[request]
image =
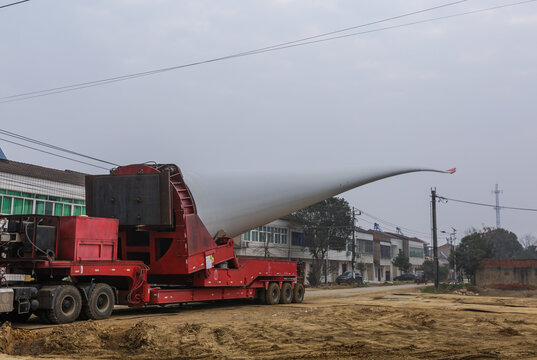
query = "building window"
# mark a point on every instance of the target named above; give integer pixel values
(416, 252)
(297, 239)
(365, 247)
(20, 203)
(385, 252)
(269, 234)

========

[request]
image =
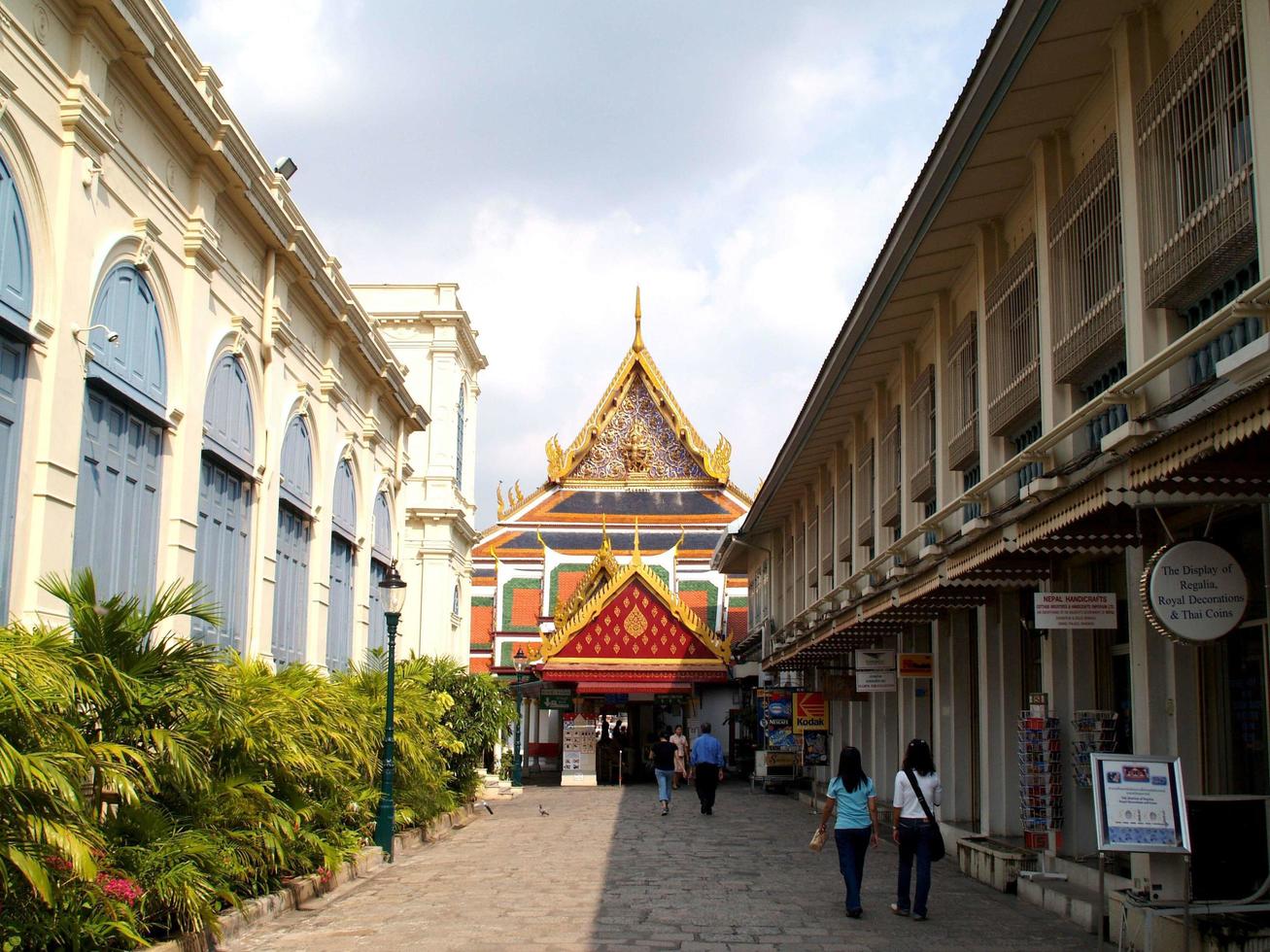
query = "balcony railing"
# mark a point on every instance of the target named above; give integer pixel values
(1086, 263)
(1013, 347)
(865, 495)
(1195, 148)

========

Report every line in the entries above that contains the string "query". Case counts.

query = "building window"
query = "balcony railing"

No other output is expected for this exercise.